Task instructions:
Please count the lines in the listing below where the word "Identify" appears. Give the number only.

Input data:
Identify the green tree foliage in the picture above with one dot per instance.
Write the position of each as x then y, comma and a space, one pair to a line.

...

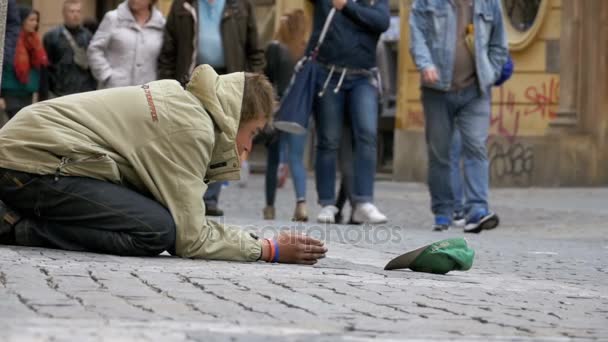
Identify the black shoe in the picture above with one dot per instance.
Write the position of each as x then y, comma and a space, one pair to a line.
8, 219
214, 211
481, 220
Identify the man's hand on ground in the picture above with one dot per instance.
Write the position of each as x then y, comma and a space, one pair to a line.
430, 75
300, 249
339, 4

Written solution:
3